**ARTICLE**
----------

We know how devastating these cutbacks would be because we have lived through the mistake of allowing them to drag on growth in the quite recent past. State and local governments became relentless anti-stimulus machinesduring most of the recovery from the Great Recession of 2008–2009. This post highlights a couple of findings from that period that should inform policymakers’ decisions this time around.
- Growth in state and local spending was far slower during the recovery following the Great Recession than in any other post–World War II business cycle on record.
- This state and local spending austerity dragged heavily on growth during that time. If this spending had instead followed the trajectory it established following the recovery from the similarly steep recession of the early 1980s, pre-recession unemployment rates could have been achieved by early 2013 rather than 2017. In short, this austerity delayed recovery by over four years.
- Recent justifications for denying aid to state and local governments sometimes rest on claims that this spending has been profligate in recent years. This is absolutely not so—growth in state and local spending has been historically slow for nearly two decades. Given the importance of what this spending focuses on (education, health care, public order), this decades-long disinvestment should be reversed, not accelerated due to an unforeseen economic crisis.
- If federal aid is passed that is sufficient to close the enormous revenue shortfalls the economic crisis will cause for state and local governments, it will create or save roughly 5–6 million jobs by the end of 2021. Without this aid, we will remain at least that far away from a full economic recovery by then.
Public spending austerity was a catastrophe for recovery and growth following the Great Recession of 2008–2009. During the official recession from January 2008 to June 2009, policymakers instituted significant fiscal recovery efforts, including the American Recovery and Reinvestment Act that was passed in early 2009. However, one year after the recession’s official end, the unemployment rate was at 9.4%, and fully two years after it was still at 9.1%. The lesson here is simple: The criteria for whether or not the economy needs continued fiscal support is not “is it in official recession or not?” Instead, it is “is the economy at full employment or not?”
The spending austerity in the 2010s was the entire reason why it took a full decade to return to pre-crisis unemployment rates following the onset of the Great Recession. It is why millions of Americans struggled—through no fault of their own—to find work and it is a key reason why wages for tens of millions of Americans barely kept pace with price inflation over this time, as labor markets remained too soft to give workers the bargaining power they needed to demand better-paying jobs.

----------

**EXTRACTED INFORMATION**
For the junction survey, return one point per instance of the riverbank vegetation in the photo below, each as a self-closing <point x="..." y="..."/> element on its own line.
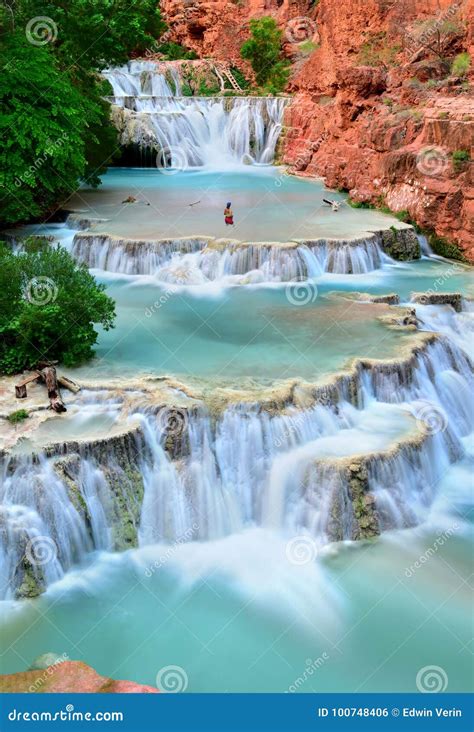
<point x="264" y="52"/>
<point x="54" y="123"/>
<point x="49" y="305"/>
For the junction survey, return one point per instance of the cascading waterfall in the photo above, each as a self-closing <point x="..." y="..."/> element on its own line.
<point x="191" y="132"/>
<point x="201" y="260"/>
<point x="292" y="471"/>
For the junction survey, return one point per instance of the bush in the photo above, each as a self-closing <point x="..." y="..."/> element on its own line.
<point x="263" y="50"/>
<point x="175" y="52"/>
<point x="54" y="122"/>
<point x="461" y="64"/>
<point x="48" y="308"/>
<point x="19" y="416"/>
<point x="460" y="157"/>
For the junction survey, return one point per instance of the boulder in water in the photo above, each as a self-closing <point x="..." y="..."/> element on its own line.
<point x="68" y="677"/>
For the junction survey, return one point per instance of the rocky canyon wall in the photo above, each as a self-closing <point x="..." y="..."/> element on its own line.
<point x="371" y="113"/>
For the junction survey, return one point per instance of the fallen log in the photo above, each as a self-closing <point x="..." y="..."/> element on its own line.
<point x="20" y="388"/>
<point x="69" y="384"/>
<point x="55" y="401"/>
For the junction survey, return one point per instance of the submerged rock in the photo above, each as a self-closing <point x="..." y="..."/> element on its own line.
<point x="438" y="298"/>
<point x="68" y="677"/>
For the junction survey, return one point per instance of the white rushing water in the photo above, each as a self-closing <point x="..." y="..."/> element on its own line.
<point x="251" y="468"/>
<point x="192" y="262"/>
<point x="191" y="132"/>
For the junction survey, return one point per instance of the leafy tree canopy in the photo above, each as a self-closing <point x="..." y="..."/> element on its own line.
<point x="263" y="50"/>
<point x="48" y="308"/>
<point x="55" y="126"/>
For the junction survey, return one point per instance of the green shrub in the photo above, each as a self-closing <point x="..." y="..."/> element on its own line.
<point x="55" y="125"/>
<point x="19" y="416"/>
<point x="48" y="308"/>
<point x="444" y="248"/>
<point x="240" y="78"/>
<point x="460" y="157"/>
<point x="175" y="52"/>
<point x="461" y="64"/>
<point x="263" y="50"/>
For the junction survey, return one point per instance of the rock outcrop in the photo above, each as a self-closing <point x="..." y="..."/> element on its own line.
<point x="68" y="677"/>
<point x="372" y="113"/>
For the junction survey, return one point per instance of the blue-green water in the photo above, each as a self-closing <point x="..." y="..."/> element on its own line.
<point x="235" y="614"/>
<point x="268" y="205"/>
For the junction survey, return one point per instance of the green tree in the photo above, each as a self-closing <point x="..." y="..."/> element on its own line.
<point x="263" y="50"/>
<point x="48" y="307"/>
<point x="55" y="126"/>
<point x="43" y="125"/>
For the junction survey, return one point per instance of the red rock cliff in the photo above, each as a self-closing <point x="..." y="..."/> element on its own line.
<point x="371" y="113"/>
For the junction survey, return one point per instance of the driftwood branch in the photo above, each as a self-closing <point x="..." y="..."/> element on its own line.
<point x="47" y="373"/>
<point x="55" y="401"/>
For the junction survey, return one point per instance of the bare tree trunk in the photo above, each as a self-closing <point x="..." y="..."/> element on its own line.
<point x="54" y="395"/>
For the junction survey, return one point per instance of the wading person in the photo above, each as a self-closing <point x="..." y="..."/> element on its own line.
<point x="228" y="215"/>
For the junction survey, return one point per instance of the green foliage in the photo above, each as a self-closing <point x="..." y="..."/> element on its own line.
<point x="19" y="416"/>
<point x="55" y="125"/>
<point x="48" y="308"/>
<point x="240" y="78"/>
<point x="208" y="89"/>
<point x="376" y="52"/>
<point x="444" y="248"/>
<point x="461" y="64"/>
<point x="186" y="90"/>
<point x="263" y="50"/>
<point x="175" y="52"/>
<point x="460" y="157"/>
<point x="93" y="34"/>
<point x="42" y="126"/>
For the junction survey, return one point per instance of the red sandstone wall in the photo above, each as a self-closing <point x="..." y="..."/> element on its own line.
<point x="339" y="126"/>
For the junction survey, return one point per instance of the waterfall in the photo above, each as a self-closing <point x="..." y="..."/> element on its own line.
<point x="189" y="132"/>
<point x="201" y="260"/>
<point x="337" y="470"/>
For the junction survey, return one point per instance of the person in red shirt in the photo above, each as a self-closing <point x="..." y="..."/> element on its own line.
<point x="228" y="215"/>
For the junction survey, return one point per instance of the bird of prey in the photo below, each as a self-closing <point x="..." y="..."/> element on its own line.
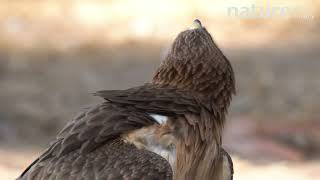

----------

**REQUEST**
In the article on state and local spending, what was the unemployment rate two years after the Great Recession officially ended?

**OUTPUT OF THE TASK**
9.1%